# Exercise description
Where a line has odd spacing or punctuation, keep it; transcribe all the entries exactly.
_ _ _
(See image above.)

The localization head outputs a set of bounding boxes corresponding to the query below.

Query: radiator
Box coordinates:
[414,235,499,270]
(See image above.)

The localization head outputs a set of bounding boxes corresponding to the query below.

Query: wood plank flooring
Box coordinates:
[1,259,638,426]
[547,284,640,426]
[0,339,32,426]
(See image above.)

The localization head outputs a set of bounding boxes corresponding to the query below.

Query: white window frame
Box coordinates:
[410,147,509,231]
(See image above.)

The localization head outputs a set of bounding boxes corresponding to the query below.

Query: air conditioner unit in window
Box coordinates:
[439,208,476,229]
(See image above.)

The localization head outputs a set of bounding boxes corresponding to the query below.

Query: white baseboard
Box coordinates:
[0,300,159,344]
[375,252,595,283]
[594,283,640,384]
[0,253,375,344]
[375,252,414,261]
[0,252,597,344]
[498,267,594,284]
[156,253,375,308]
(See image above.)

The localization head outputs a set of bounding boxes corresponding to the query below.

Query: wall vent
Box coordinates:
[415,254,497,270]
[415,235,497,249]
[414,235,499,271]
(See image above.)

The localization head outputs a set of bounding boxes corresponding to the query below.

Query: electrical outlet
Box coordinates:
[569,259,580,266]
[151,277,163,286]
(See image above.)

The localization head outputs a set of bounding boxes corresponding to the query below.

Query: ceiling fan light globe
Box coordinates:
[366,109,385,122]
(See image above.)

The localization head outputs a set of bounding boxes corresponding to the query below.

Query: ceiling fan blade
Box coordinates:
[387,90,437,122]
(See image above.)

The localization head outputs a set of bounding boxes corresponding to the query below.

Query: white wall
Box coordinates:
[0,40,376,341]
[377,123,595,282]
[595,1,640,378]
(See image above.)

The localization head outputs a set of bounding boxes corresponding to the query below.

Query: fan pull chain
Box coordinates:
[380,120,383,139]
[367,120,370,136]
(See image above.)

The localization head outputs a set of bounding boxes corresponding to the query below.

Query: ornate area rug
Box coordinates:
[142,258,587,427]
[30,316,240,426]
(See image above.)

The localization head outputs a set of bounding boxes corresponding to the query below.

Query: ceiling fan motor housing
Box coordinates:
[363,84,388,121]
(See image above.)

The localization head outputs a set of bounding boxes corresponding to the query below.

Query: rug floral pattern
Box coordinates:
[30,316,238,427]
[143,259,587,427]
_ _ _
# Final answer
(See image above.)

The localization head outputs a set of bounding boxes corresponding to the query below.

Query: radiator
Box coordinates:
[414,235,499,270]
(See image above.)

The localization head outputs a set of bounding boxes corresponding to the query below.

Query: wood plank flooring
Box coordinates:
[1,259,638,426]
[547,284,640,426]
[0,339,32,426]
(See image above.)

The localization head outputs a set of bounding boxes corresponding to the query below.

Query: white window frame
Box coordinates:
[410,147,509,231]
(See image above.)

The localization head outputs a set of bounding boxes corresponding to the query below.

Query: air conditioner unit in window
Box coordinates:
[439,208,476,229]
(See image above.)

The localization head outputs a set of bounding boxes corresponding to the query below.

Query: white baseboard
Box coordinates:
[0,300,159,344]
[375,252,595,283]
[594,283,640,384]
[0,253,375,344]
[375,252,414,261]
[0,252,597,344]
[498,267,594,284]
[156,253,375,308]
(See image above.)

The localization head outputs a set of bounding boxes corresponding to the query below.

Query: wall vent
Box coordinates:
[415,254,497,270]
[415,235,497,249]
[414,235,499,271]
(See image above.)

The localization head outputs a set of bounding boxes corresponding to the query below.

Query: electrical outlet
Box coordinates:
[569,259,580,266]
[151,277,163,286]
(See image above.)

The localization head outputs a set of bounding boxes corresponding to the query below.

Query: ceiling fan light globe
Box coordinates:
[366,109,385,122]
(See image above.)

The localization head outputs a set of bounding boxes corresponding to the query below.

Query: ceiling fan blade
Box coordinates:
[387,90,437,122]
(See image above.)

The localization head outputs a set of bounding boxes corresponding to the query below.

Query: white wall
Box coordinates:
[0,40,376,341]
[377,123,595,282]
[595,1,640,378]
(See image above.)

The localization head outputs a set of bounding boxes corresponding to the query below.

Query: fan pull chain
Box coordinates:
[380,120,383,139]
[367,120,370,136]
(See image above.)

The localization head outputs a set of bounding boxes corresponding to the query below.

Query: ornate area rug
Box coordinates:
[142,258,587,427]
[30,316,240,426]
(See image above.)

The localization head outputs a set of bounding boxes corresponding to the query below.

Query: ceiling fan motor housing
Box coordinates:
[363,84,388,121]
(See image above.)

The localization head outputs a set of bounding boxes corresponding to the query below.

Query: rug floral pattern
Box coordinates:
[30,316,238,427]
[143,259,587,427]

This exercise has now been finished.